課題 1: 抜粋本文のあらすじで、上条梨乃がある朝目を覚ます場所はどこですか。

::::::::

いなくなった私へ (宝島社文庫 『このミス』大賞シリーズ)

いなくなった私へ (宝島社文庫 『このミス』大賞シリーズ)

  • 作者: 辻堂 ゆめ
  • 出版社/メーカー: 宝島社
  • 発売日: 2016/02/04
  • メディア: 文庫

<カバー裏あらすじ>
人気絶頂のシンガーソングライター・上条梨乃はある朝、渋谷のゴミ捨て場で目を覚ます。昨夜からの記憶がなく、素顔をさらしているのに誰からも上条梨乃と認識されない状況に戸惑う。さらに街頭ビジョンには、上条梨乃が自殺したというニュースが流れており……。梨乃は自分を上条梨乃と認識できる青年・優斗らの力を借り、自らの死について調べだす。『このミス』大賞優秀賞受賞作!


読了本落穂拾い、続けます。
「殺し屋たちの町長選」 (宝島社文庫)が応募されたとき、第13回 『このミステリーがすごい!』大賞の優秀賞受賞作です。
一言でいうと、ウェルメイドな作品だったと思います。非常に丁寧に書かれている。

::::::::

課題 2: 記録のうち、文字列「shadow」を含む行をすべて抜き出してください。

::::::::

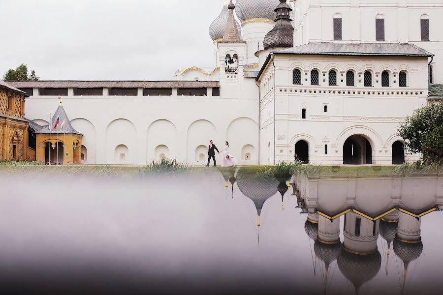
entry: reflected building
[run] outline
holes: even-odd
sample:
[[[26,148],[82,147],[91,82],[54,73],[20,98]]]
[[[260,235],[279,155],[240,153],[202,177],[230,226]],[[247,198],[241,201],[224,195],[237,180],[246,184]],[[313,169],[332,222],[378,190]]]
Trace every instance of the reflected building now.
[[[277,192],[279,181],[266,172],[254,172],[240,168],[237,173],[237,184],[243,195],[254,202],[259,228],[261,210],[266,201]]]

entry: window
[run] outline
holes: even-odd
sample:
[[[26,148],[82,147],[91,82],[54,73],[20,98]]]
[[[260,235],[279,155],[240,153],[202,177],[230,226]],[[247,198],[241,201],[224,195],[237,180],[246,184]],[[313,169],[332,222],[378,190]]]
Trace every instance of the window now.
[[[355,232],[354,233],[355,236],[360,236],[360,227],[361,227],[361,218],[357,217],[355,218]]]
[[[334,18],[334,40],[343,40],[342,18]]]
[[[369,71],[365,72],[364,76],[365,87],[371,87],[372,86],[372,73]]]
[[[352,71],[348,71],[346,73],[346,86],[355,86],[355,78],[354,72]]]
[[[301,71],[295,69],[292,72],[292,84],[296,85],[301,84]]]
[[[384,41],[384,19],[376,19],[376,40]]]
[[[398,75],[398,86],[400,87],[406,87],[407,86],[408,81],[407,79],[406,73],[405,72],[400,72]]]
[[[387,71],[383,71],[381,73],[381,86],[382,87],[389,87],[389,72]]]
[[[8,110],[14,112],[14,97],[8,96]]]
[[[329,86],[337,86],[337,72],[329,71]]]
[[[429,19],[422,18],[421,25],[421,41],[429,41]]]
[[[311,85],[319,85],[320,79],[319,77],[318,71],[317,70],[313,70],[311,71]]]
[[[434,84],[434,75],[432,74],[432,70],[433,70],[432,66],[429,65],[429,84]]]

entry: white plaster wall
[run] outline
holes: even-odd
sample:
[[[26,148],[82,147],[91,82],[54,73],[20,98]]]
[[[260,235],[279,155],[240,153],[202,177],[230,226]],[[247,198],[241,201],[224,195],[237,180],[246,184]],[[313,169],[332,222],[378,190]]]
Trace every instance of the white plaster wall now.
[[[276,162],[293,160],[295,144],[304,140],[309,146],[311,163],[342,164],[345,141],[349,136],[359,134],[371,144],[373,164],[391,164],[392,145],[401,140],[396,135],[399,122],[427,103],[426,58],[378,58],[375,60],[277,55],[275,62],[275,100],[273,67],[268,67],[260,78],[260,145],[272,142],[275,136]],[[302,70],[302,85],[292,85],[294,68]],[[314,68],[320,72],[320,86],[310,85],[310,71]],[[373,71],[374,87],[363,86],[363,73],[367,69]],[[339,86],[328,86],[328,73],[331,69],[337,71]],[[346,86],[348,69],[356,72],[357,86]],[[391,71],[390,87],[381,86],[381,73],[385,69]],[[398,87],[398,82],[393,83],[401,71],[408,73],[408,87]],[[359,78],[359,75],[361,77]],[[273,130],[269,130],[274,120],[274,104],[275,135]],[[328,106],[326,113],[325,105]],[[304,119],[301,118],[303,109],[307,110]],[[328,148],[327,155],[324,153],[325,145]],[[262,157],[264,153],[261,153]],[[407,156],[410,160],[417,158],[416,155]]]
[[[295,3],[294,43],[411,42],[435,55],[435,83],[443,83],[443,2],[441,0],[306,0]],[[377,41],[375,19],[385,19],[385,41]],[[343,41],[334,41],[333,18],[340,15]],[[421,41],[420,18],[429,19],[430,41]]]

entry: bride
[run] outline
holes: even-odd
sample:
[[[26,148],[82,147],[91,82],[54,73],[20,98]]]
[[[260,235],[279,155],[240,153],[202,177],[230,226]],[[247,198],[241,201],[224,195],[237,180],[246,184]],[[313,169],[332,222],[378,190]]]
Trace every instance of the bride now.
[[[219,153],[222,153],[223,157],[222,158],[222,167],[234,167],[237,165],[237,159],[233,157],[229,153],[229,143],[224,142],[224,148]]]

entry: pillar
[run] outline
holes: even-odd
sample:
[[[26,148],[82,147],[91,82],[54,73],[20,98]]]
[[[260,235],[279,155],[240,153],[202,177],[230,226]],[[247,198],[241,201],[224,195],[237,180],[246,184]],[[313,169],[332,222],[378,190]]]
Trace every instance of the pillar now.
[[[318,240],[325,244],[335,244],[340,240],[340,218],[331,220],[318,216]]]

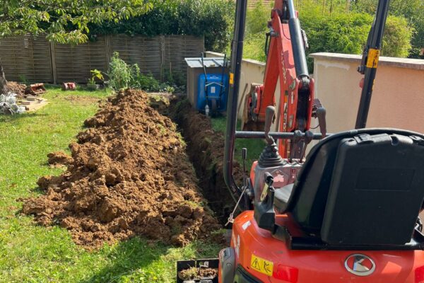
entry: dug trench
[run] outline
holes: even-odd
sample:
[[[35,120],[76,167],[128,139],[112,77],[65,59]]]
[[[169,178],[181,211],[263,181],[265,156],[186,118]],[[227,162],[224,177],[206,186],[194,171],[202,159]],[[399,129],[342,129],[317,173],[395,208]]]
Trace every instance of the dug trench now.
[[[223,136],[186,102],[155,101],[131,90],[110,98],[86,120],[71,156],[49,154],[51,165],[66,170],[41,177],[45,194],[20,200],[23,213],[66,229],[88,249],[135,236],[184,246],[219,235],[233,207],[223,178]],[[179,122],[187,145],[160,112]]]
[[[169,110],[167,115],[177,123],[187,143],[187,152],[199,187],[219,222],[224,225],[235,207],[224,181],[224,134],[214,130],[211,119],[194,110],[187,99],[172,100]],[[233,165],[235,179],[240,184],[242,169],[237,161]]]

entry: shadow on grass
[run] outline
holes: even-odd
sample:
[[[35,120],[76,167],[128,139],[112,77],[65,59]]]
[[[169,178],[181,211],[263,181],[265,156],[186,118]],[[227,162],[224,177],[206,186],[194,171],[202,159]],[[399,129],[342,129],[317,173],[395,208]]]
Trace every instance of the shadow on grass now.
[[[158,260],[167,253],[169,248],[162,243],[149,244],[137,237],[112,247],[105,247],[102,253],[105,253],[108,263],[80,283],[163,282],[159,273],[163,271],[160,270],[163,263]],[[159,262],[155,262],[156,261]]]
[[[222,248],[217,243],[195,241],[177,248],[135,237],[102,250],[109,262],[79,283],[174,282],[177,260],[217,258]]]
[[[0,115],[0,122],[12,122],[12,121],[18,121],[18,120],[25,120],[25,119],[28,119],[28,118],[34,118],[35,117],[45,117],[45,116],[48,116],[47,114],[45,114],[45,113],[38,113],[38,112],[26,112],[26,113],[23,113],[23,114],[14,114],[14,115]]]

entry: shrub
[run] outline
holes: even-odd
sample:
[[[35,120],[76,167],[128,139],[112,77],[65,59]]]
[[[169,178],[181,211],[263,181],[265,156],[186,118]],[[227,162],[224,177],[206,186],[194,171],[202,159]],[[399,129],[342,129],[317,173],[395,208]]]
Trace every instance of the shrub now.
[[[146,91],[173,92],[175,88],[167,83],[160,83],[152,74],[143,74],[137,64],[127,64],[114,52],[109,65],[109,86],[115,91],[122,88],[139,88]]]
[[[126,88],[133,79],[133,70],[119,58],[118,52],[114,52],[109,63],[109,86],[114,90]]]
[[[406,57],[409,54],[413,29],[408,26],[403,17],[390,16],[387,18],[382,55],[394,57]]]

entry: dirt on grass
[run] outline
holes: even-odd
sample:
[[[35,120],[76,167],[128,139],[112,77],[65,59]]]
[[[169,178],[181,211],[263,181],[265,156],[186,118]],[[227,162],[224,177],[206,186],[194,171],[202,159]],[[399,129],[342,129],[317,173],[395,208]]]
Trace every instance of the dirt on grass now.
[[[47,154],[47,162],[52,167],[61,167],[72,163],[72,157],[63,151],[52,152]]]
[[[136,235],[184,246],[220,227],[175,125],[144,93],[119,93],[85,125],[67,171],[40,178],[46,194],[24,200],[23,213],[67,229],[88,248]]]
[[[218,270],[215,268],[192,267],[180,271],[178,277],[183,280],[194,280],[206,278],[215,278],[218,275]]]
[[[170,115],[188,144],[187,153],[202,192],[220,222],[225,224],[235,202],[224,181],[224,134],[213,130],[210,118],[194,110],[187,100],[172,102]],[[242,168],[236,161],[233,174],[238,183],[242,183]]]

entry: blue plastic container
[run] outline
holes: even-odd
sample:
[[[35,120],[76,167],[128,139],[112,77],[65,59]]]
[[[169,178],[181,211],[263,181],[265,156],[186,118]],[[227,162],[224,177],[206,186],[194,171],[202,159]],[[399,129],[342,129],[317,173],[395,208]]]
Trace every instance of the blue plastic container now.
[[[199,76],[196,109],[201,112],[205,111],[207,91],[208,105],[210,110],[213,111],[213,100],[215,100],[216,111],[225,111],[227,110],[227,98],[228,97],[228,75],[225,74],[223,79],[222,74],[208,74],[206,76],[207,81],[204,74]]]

::::::::

想定解答 1: 渋谷のゴミ捨て場です。

想定解答 2:
entry: shadow on grass
Trace every instance of the shadow on grass now.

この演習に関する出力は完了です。